Add 65 to each coordinate in the answers, and rewrite every line from the one containing "metal barrier foot" through the end of the records. Keep all other lines unchanged.

Records from a data source:
··········
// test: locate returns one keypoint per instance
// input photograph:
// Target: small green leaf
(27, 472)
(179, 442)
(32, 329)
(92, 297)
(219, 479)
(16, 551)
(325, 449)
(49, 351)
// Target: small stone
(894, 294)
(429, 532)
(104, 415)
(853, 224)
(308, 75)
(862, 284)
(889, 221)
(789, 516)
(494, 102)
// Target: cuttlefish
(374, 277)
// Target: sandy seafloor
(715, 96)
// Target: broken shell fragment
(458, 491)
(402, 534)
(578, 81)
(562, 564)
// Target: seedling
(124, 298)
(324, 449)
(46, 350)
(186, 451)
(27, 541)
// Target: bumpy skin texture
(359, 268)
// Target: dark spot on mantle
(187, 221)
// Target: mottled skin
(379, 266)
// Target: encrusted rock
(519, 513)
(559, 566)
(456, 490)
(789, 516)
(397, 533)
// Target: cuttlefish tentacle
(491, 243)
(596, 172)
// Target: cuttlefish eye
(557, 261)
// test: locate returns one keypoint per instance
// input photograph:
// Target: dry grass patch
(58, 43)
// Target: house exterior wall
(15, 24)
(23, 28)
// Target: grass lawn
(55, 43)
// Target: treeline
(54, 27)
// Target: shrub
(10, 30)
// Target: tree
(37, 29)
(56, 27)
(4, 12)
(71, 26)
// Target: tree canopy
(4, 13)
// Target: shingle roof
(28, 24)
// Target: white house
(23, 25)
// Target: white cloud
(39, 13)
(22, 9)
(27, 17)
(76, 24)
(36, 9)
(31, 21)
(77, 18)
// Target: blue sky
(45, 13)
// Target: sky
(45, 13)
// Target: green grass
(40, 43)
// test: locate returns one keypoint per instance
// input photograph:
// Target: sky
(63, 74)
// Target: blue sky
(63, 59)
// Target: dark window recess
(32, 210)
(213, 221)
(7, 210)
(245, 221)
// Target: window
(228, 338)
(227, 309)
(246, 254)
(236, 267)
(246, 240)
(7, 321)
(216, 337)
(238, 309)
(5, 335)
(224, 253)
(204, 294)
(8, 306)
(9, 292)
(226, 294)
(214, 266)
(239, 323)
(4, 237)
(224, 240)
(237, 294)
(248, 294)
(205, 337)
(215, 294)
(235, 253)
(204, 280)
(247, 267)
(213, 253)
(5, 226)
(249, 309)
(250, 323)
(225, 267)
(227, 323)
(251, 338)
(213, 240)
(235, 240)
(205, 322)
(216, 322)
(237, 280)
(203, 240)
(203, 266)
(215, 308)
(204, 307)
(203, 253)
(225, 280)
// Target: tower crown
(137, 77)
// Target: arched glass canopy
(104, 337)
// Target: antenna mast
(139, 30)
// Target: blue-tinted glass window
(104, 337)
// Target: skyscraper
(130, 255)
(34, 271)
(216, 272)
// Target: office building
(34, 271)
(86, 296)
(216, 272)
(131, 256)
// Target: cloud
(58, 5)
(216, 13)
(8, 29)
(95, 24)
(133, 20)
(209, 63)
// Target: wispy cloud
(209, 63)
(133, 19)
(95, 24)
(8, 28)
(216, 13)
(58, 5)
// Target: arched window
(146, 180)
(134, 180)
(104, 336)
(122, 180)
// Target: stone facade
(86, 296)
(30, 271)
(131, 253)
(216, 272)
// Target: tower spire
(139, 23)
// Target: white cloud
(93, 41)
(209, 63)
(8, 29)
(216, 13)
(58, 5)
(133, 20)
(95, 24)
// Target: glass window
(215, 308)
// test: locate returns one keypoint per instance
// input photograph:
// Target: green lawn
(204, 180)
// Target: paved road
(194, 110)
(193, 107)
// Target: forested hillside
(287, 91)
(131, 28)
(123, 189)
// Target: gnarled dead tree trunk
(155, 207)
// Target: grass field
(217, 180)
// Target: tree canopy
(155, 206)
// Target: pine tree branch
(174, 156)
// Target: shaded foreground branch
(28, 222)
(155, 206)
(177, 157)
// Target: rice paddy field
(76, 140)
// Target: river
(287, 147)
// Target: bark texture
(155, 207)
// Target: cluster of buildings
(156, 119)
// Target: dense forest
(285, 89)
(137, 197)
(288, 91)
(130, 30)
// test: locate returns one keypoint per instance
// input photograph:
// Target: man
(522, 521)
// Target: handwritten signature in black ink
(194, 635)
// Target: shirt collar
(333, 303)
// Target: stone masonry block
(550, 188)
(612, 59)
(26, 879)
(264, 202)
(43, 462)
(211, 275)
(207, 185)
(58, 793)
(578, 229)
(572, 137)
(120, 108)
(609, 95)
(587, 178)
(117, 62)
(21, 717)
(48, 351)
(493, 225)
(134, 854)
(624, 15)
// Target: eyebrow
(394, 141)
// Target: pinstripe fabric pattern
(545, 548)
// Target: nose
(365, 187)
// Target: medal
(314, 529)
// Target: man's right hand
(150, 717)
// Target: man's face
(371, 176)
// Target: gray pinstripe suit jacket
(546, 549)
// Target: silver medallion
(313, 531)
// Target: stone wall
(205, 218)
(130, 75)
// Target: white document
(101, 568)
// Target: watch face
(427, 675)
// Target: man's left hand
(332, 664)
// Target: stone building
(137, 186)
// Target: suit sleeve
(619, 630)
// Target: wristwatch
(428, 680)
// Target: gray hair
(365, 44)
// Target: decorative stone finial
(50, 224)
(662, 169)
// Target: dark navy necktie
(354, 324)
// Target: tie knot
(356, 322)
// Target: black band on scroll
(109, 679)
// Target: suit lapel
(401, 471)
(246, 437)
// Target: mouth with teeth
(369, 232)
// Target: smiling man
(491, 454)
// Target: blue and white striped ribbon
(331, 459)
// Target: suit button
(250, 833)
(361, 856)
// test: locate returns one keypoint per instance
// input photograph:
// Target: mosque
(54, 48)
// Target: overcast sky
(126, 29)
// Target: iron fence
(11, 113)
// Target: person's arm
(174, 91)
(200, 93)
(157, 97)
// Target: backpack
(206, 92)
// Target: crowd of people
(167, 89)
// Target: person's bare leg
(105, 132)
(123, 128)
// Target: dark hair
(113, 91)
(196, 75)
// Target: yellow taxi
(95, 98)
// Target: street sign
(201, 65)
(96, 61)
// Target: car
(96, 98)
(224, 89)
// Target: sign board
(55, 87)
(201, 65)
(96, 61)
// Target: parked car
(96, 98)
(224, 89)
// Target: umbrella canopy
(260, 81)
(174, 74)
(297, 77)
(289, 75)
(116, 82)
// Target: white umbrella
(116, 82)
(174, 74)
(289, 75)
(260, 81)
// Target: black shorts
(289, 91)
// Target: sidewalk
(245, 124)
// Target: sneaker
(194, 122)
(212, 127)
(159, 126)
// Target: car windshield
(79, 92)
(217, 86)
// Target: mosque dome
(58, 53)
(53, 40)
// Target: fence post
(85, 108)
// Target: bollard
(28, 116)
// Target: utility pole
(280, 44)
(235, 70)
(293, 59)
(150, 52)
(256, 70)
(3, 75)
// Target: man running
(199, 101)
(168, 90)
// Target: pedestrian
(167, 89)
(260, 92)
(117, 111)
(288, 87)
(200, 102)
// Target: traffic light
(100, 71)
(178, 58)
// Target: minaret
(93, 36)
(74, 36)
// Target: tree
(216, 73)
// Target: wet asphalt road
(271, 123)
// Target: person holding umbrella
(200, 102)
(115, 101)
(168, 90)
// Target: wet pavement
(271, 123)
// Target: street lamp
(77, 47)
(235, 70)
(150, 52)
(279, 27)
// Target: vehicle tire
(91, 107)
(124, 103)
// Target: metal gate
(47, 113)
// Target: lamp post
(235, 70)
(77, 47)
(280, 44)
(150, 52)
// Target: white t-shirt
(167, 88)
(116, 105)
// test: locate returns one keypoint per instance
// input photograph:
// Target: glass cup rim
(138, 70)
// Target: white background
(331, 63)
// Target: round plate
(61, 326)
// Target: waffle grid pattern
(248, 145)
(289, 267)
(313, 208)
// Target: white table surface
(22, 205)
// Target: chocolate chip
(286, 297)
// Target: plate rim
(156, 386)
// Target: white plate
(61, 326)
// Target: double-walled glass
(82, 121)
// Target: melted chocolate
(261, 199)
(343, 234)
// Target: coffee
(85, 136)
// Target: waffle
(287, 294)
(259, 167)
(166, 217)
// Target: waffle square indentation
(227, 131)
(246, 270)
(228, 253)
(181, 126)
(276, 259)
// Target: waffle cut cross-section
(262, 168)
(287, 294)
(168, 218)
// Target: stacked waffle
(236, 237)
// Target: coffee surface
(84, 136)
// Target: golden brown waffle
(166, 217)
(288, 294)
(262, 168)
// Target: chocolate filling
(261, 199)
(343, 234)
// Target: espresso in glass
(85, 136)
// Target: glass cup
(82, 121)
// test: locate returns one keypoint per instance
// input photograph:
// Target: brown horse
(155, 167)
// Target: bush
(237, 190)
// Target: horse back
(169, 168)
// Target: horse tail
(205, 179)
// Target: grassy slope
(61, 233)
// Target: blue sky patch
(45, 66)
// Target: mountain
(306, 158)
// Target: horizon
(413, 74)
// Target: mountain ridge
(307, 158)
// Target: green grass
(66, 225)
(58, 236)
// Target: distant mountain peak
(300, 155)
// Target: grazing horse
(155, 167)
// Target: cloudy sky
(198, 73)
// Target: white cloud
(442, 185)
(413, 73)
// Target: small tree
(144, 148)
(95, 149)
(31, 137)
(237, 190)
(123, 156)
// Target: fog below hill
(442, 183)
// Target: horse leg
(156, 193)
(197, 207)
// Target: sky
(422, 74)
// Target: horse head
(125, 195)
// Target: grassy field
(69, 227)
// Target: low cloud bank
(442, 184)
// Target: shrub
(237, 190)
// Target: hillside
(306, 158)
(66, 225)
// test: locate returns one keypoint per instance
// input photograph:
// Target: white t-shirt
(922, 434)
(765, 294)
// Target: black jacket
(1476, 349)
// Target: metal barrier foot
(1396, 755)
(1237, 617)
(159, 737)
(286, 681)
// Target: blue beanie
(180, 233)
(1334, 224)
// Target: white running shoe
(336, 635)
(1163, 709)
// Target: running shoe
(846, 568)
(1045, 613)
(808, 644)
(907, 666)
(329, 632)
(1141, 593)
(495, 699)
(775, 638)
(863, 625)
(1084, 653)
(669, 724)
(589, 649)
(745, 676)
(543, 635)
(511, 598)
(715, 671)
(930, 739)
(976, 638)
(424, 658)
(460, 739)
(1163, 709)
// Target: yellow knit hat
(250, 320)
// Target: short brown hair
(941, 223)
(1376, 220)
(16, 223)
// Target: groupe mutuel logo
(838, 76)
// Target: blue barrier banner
··········
__ANSWER TO THIS TASK__:
// Target: metal barrier foot
(1461, 820)
(1302, 682)
(224, 802)
(351, 746)
// Target: blue beanie
(245, 298)
(1399, 289)
// Target: white running shoe
(401, 700)
(1228, 774)
// Target: running shoe
(911, 633)
(1110, 678)
(873, 709)
(972, 731)
(394, 697)
(1206, 658)
(560, 764)
(840, 703)
(928, 690)
(1149, 718)
(734, 789)
(654, 714)
(810, 741)
(608, 700)
(576, 663)
(780, 736)
(995, 804)
(1041, 703)
(489, 723)
(525, 804)
(1228, 774)
// Target: yellow knit hat
(315, 385)
// Target: short brown hair
(1006, 288)
(1441, 285)
(81, 288)
// Target: groupe mutuel logo
(903, 141)
// Target: blue barrier banner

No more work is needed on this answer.